**Tasks and exercises**
1. In the text about the Citicorp skyscraper's design flaw, in what month and year did LeMessurier get the call from the engineering student?
2. Continue the text about the Citicorp skyscraper's design flaw from its last sentence.

The world's 7th tallest building had a design flaw that could cause it to collapse in a storm, and Hurricane Ella was bearing down on New York...
It became known as the Citcorp Engineering Crisis.
The story begins on a warm day in June 1978 when LeMessurier, one of America's leading structural engineers, received a call from an engineering student.
The student was assigned to write a paper on the Citicorp skyscraper and relayed their Professor's concern that the building's four columns were placed in the wrong position and that a strong enough wind would cause it to topple.
LeMessurier explained that the column positions were correct, positioned at the centre of each side and cantilevering the corners to provide space on the corner for the church from which the land was procured.
It provided a dramatic look that made the building seem like it floated above the street.
Furthermore, a 25,000-ton steel skeleton with braces was placed underneath the aluminium skin, absorbing all loads.
Building codes at the time required structural strength for perpendicular winds but not for winds from a 45-degree angle (quartering). So, in the spirit of inquisitiveness, after the student call, LeMessurier checked the calculations for these winds.
His calculation surprised him. In four of the eight braces in each tier, a quartering wind increased the strain by 40%.
Normally, this would be fine for a building design with adequate safety factors. Except, in this case, he knew the bracing welding joints had recently been changed to bolting during construction.
He now calculated that a 40% increase in tension meant a 160% increase in the bolts. Suddenly, the tower's safety factor dropped to a 1 in 16-year storm—a very dangerous situation.

**Available data**
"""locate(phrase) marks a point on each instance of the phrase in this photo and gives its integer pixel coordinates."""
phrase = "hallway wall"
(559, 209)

**Answers to the exercises**
1. June 1978.

2.
The building did have the steadying influence of a tuned mass damper, which pushed the probability up to 1 in 50 years. But the machine required electric current, which might fail in a storm.
Luckily, the bolts in question were accessible from inside the building. So emergency contracts were handed out, welders qualified on the spot, and two-inch thick steel plates were welded over more than two hundred bolted joints - in a flurry of work.
Work carried on throughout every night in a race against time, with a hurricane named Ella on the way now.
But the work was done in time, the hurricane missed, and the building could now withstand a one-in-700-year storm, making it one of the safest structures ever built.
The whole story is a lesson in ethics
LeMessurier was the only one that knew of the problem and could have kept quiet. Yet, he risked his reputation, legacy and livelihood to do the right thing. Years later, he said this:
"You have a social obligation. In return for getting a license (as an engineer) and being regarded with respect, you're supposed to be self-sacrificing and look beyond the interest of yourself and your client to society as a whole"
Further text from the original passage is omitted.